PROVIDED PASSAGE Start Marker
2.5 Characterization of relative efficacy
Tumor volume was derived from Mesh Volume feature within the shape category of radiomic features. Mesh Volume feature calculates the volume of a structure by estimating the volume enclosed within a 3D mesh model. The efficacy of the four cycles of AC treatment was determined by calculating the relative net reduction in tumor volume from pre-NAC to mid-NAC (δAC). Similarly, the efficacy of the four cycles of T treatment was calculated using the relative net reduction in tumor volume from mid-NAC to post-NAC (δT). Relative efficacy is defined by the ratio of δAC and δT. If the ratio of δAC and δT is greater than 1, the patient is considered more sensitive to AC treatment stage (AC is superior to T). Otherwise, the patients is considered more sensitive to T treatment stage (T is superior to AC). Figure 3 and Table 1 show examples of two cases exhibiting different types of relative efficacy.
Figure 3
Table 1
2.6 Radiomic feature selection
To ensure inter-observer consistency, a second radiologist with 5 years of experience re-segmented a randomly selected subset of 50 cases. Both radiologists were blinded to the clinicopathological data and the relative efficacy information. To assess inter-observer reproducibility, the intraclass correlation coefficient (ICC) was calculated for each radiomic feature. Only features demonstrating satisfactory inter-observer reproducibility, defined as an ICC of 0.80 or higher, were retained in the model.
For each radiomic model, the following feature selection process was carried out in four steps (1): Features with a variance greater than 1.0 were selected by variance threshold (2); The Mann-Whitney U test was applied to select features associated with NAC treatment relative efficacy (3); Feature importance was ranked using a random forest model, and the top 100 most important features were selected (4); Least absolute shrinkage and selection operator (LASSO) regression with 10-fold cross-validation was used to select features with non-zero coefficients.
PROVIDED PASSAGE End Marker
DATASET CONTENT Start Marker
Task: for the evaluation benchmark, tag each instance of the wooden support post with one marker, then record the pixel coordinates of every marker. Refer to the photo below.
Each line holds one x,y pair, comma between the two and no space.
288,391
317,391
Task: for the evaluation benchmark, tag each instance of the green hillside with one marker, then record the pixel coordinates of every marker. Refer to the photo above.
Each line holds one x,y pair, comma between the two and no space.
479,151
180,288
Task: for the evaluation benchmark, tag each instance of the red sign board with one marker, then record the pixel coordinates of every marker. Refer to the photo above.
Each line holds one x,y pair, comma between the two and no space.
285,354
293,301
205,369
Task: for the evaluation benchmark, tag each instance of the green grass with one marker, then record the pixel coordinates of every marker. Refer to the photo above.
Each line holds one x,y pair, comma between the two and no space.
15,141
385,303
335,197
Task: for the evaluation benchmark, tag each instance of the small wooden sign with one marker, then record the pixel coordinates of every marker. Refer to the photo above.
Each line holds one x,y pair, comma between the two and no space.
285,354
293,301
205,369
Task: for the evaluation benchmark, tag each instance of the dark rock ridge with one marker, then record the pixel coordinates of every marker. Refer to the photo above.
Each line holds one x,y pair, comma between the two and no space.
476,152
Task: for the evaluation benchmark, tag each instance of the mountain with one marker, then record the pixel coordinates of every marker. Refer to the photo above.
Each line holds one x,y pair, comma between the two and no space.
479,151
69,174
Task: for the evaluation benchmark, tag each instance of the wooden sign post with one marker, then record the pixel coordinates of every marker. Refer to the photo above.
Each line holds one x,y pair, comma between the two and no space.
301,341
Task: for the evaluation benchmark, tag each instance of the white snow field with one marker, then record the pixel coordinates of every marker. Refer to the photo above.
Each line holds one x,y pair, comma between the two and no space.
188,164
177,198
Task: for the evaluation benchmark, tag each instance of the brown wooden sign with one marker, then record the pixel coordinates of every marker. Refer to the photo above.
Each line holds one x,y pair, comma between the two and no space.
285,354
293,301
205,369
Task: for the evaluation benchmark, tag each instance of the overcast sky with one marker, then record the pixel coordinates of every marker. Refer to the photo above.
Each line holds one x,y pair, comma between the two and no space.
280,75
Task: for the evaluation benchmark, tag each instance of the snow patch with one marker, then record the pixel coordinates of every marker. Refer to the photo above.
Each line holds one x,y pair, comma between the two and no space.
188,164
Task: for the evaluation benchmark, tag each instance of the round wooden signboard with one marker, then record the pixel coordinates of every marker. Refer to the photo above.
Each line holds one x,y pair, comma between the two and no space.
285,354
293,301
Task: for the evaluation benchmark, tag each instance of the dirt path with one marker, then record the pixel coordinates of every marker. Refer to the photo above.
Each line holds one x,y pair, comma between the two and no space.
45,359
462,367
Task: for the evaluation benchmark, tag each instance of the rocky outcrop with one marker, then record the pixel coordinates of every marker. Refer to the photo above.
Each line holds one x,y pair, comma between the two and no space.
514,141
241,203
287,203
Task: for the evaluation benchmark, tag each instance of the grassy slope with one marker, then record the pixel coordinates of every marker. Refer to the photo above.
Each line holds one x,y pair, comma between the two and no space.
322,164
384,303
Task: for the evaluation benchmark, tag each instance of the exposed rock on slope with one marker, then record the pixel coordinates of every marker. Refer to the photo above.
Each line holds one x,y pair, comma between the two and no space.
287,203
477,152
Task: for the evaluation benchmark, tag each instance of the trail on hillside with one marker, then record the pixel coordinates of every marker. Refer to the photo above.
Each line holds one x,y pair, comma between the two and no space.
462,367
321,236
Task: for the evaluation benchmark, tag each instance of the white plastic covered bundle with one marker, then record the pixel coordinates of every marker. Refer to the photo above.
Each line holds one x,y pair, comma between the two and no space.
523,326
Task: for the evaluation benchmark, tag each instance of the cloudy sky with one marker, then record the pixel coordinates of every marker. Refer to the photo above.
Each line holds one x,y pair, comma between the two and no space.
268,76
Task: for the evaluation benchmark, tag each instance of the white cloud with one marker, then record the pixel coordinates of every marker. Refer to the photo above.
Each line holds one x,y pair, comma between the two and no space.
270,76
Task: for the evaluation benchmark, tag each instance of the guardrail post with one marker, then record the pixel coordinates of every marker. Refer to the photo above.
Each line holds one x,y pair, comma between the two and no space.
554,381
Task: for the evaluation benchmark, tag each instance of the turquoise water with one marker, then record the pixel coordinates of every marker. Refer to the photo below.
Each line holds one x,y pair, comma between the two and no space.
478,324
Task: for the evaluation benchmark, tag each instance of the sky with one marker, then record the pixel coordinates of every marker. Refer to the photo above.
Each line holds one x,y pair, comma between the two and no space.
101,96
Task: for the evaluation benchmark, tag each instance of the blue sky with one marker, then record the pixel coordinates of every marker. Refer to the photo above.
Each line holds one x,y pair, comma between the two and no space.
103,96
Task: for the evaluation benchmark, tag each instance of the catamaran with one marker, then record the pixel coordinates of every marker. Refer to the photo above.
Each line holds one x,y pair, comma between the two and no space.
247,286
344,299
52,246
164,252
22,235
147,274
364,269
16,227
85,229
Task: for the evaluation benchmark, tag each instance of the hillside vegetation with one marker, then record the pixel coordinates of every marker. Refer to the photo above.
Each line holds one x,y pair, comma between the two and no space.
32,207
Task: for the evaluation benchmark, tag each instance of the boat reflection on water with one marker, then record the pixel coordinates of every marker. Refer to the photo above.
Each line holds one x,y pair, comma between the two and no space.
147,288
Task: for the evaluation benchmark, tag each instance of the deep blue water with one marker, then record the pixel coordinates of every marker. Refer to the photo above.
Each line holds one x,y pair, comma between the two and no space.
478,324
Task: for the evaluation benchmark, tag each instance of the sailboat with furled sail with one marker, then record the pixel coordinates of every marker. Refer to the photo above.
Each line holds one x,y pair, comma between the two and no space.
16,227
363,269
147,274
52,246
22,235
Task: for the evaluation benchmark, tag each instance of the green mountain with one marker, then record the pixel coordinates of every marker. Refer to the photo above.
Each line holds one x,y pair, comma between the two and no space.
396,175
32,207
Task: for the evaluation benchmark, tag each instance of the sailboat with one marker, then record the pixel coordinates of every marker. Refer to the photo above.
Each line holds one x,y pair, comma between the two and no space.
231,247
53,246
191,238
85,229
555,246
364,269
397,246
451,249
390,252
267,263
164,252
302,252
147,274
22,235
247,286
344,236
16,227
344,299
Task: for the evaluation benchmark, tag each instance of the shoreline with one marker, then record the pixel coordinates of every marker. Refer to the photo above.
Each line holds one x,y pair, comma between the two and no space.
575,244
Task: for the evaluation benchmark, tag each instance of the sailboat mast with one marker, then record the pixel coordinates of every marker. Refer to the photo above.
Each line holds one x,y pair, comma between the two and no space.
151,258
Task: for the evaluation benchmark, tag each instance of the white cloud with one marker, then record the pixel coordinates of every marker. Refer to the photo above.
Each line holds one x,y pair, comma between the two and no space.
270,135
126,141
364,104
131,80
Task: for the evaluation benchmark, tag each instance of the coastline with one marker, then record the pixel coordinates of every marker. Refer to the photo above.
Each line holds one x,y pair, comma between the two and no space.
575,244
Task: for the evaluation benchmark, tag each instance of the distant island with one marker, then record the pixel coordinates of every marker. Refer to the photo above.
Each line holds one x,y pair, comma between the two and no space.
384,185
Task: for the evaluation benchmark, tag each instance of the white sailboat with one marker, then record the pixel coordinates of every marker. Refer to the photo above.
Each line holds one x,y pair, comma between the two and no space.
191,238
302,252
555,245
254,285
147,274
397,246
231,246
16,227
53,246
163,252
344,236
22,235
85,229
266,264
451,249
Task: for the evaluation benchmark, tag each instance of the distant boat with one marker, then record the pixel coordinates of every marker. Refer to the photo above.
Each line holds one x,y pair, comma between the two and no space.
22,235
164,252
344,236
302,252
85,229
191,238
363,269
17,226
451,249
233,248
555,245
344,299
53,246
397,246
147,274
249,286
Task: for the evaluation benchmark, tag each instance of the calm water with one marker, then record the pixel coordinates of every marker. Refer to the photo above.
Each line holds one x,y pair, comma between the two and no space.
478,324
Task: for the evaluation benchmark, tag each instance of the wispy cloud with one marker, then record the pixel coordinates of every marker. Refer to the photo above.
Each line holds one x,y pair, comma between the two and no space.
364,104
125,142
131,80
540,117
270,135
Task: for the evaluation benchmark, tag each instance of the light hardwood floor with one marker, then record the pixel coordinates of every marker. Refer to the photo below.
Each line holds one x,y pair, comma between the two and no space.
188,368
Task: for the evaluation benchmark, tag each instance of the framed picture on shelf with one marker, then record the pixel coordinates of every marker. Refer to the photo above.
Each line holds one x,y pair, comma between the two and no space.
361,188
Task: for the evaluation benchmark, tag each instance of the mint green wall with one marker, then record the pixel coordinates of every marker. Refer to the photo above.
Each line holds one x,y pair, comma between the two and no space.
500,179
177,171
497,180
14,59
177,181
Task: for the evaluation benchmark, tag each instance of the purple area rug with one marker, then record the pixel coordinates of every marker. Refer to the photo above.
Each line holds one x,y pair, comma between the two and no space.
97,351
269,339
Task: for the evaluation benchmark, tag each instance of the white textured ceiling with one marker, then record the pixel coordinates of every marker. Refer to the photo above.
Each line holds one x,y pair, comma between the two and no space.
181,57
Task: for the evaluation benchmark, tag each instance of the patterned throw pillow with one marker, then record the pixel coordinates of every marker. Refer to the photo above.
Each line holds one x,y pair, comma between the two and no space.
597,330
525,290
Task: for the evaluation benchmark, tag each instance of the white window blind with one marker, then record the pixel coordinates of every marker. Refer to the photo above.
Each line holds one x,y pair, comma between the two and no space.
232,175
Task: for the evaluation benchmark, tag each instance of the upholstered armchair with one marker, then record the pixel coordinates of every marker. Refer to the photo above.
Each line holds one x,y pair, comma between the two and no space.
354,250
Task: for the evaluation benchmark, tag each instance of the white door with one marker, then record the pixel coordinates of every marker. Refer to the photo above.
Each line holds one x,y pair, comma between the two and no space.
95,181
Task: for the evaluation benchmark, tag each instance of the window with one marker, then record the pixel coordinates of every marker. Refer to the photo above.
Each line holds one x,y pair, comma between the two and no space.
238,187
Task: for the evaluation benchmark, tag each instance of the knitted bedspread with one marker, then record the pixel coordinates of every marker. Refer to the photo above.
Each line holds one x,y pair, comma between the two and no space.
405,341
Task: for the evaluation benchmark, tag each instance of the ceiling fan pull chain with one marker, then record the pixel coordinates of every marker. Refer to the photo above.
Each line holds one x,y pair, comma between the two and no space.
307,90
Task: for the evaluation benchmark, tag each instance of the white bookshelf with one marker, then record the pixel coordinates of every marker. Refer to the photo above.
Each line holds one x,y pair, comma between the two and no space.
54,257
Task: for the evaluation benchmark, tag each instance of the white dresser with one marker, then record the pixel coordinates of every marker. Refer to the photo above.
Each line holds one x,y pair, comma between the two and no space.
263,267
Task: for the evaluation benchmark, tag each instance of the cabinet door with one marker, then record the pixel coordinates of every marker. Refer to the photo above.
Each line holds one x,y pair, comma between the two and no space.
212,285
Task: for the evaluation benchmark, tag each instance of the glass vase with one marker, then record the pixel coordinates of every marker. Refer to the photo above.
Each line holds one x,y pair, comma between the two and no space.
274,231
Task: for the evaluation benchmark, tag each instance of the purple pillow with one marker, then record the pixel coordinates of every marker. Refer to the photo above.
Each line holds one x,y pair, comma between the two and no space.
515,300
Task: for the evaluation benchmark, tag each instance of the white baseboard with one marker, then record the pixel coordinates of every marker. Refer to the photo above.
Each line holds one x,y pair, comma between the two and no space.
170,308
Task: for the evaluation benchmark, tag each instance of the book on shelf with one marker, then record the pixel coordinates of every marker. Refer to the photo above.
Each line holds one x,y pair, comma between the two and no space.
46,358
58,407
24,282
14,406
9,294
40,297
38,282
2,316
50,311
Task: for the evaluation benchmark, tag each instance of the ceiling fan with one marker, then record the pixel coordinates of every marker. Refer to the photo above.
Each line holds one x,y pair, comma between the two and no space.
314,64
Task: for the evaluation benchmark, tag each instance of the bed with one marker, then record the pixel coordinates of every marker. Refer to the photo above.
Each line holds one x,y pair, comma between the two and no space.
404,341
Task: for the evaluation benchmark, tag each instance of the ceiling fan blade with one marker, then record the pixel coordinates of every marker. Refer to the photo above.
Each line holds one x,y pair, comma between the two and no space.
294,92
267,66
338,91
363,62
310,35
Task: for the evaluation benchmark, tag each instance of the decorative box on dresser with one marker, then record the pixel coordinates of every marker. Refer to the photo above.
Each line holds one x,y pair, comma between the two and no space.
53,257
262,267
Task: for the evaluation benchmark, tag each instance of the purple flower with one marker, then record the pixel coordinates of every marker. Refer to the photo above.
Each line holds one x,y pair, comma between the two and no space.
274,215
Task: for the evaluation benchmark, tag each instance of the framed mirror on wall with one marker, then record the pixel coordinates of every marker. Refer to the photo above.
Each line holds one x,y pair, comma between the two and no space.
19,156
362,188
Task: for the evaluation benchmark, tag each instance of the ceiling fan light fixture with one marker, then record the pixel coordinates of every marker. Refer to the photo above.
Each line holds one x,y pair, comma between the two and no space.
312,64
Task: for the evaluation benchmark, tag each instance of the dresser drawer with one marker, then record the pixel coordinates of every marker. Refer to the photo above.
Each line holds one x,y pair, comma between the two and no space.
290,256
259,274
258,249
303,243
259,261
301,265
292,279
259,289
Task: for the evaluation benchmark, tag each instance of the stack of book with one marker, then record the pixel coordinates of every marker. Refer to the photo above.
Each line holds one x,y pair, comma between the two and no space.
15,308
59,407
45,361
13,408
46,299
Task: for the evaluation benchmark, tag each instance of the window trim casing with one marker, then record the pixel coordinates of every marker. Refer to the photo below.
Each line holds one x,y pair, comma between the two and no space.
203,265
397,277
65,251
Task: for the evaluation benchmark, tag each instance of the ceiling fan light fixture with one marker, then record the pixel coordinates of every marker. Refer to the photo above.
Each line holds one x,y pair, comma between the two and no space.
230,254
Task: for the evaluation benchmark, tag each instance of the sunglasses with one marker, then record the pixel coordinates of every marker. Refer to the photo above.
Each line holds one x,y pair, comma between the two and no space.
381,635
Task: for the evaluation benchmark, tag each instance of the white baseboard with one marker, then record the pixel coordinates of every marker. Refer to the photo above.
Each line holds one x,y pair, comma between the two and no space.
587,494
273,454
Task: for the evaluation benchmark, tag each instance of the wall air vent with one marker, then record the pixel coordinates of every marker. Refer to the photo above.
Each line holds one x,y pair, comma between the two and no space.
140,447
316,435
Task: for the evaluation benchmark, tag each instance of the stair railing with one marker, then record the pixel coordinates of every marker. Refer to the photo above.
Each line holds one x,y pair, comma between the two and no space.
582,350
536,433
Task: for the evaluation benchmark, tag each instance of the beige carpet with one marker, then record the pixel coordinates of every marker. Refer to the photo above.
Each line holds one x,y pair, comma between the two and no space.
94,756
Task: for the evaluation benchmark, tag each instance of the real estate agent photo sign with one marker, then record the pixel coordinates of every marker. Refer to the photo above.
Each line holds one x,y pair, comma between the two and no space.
DATASET CONTENT End Marker
_WORK INSTRUCTION 1_
In the radiomics methods passage, what minimum ICC did a radiomic feature need to be kept in the model?
_WORK INSTRUCTION 2_
Write what comes next in the radiomics methods passage, picking up after its last sentence.

_FINAL ANSWER 1_
An ICC of 0.80 or higher.

_FINAL ANSWER 2_
2.7 Radiomic model construction and validation
First, A total of 9 basic radiomic models were constructed. These models were built using the intratumoral, peritumoral, and intratumoral + peritumoral image features of DCE images; the intratumoral, peritumoral, and intratumoral + peritumoral image features of ADC images; as well as the intratumoral, peritumoral, and intratumoral + peritumoral image features of both DCE and ADC images.
The radiomic models were developed using an extreme gradient boosting (XGBoost) algorithm, based on the selected radiomic features. A grid search method and five-fold cross-validation were conducted to determine the optimal hyperparameters for the model. Four folds (80% of the patients) were utilized for training the model, while the remaining fold (20% of the patients) was used to select the optimal hyperparameters. The hyperparameters ‘learning_rate’, ‘n_estimators’, and ‘max_depth’ were used in the grid search for model development. To ensure the robustness of the model, the entire construction process was replicated 1000 times using the bootstrap method. The effectiveness of the models was evaluated by analyzing their Receiver Operating Characteristic (ROC) curves in both training and test sets. An optimal model, named the Original model, was selected from the 9 models based on the AUC value.
For the construction of the Delta model, the differences in the features of Original model between the pre-NAC and mid-NAC stages were calculated. Specifically, for each feature, the value at the mid-NAC stage was subtracted from the value at the pre-NAC stage. These calculated differences served as the new feature set for the Delta model.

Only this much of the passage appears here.